◆ SUPPLIED TEXT ◆
This time of year in the Willamette Valley, it is common to see big and small bales stacked in fields alongside the road. Some are square, some are round and some are wrapped in plastic that look like big marshmallows. What’s in them? Are they all the same? We are going to investigate these questions!


Hay is grass that has been cut, dried, baled and stored for animal feed. Hay is a very important component of a healthy diet for lots of different types of livestock including cattle, horses, goats and sheep.

What goes into harvesting dry hay?

1. Cut: The first step in harvesting dry hay is mowing. Mowing must be done on a sunny dry day. When a farmer cuts a field, the hay is left in windrows behind the tractor.

2. Ted: In order for the now cut hay to dry evenly, the next step is tedding. Since mowing lays the hay into compact windrows, it needs to be spread out to dry. The implement that is used for this is called a tedder and attaches to the back of a tractor with multiple baskets containing spokes that spin to fling the hay out evenly across the ground as the farmer drives over it. This can be done once or several times depending on the density of windrows in the field.

3. Rake: Once the hay is dry, it gets raked back into windrows so that it can be baled. This is done using a rake implement behind a tractor.

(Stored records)
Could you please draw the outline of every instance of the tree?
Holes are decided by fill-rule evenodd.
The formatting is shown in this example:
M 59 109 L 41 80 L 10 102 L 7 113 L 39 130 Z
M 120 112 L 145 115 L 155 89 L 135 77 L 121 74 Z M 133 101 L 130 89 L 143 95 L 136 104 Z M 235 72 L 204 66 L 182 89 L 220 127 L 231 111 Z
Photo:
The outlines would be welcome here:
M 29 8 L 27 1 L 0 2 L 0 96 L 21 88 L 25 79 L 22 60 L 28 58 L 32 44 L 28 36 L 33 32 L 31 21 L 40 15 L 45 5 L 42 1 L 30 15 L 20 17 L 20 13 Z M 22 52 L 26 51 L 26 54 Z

◆ PROBLEMS TO SOLVE ◆
(a) Translate this sentence from the hay harvesting text into Spanish: "Hay is grass that has been cut, dried, baled and stored for animal feed."
(b) Write the next part of the hay harvesting text, picking up after its final sentence.
The listing has no connection to the hay harvesting text.

◆ ANSWERS FOR THE TASKS ◆
(a) El heno es pasto que ha sido cortado, secado, empacado y almacenado para alimentar a los animales.

(b)
Field of hay bales in Philomath, Oregon

4. Bale: Next, the hay is scooped up and processed through a baler. There are several different sizes and shapes of bales that can be made depending on the animals it is being fed to, the feeding goals for the animal (ie, growth, maintenance, performance) and the number of animals being fed. Bales can be either round or square and range in size anywhere from 45 to 500lbs. Balers are very complex machines that can be adjusted to specific bale sizes, weight (density) and number of string or twine ties. Small square bales are more common for feeding horses, whose diets are usually more specific and monitored whereas the larger round bales are commonly used for feeding herds of cattle.

5. Haul/Store: The last step is hauling hay from the field to be stored in a location where it can be kept dry. Hay can be stored this way for a long time until it is needed by the farmer.

Haylage, very similar to hay, but with some important differences.

Affectionately resembling giant marshmallows, haylage is another forage option for livestock. However, there are a few differences in how it’s made that provide some important nutritional differences, that make it more appealing to some livestock producers.

The steps for making haylage are similar to that of making dry hay with a few exceptions. Grass that is cut for haylage is cut at an earlier stage of growth. Unlike hay, the haylage is not tedded to dry out and is instead left in the field for a much shorter time. This process enables farmers to preserve the moisture level of the grass.

So why is it wrapped?

The main difference between dry hay and haylage is that after it is baled, it is then wrapped in an air tight plastic wrap. The wrap creates an anaerobic environment. The lack of oxygen causes the pH to drop, preventing spoilage in spite of the high moisture levels. This process creates higher protein levels and is more digestible for livestock than dry hay.

Haylage is an ideal feed option when animals have high energy requirements (i.e. keeping themselves warm during the winter) or certain growth goals.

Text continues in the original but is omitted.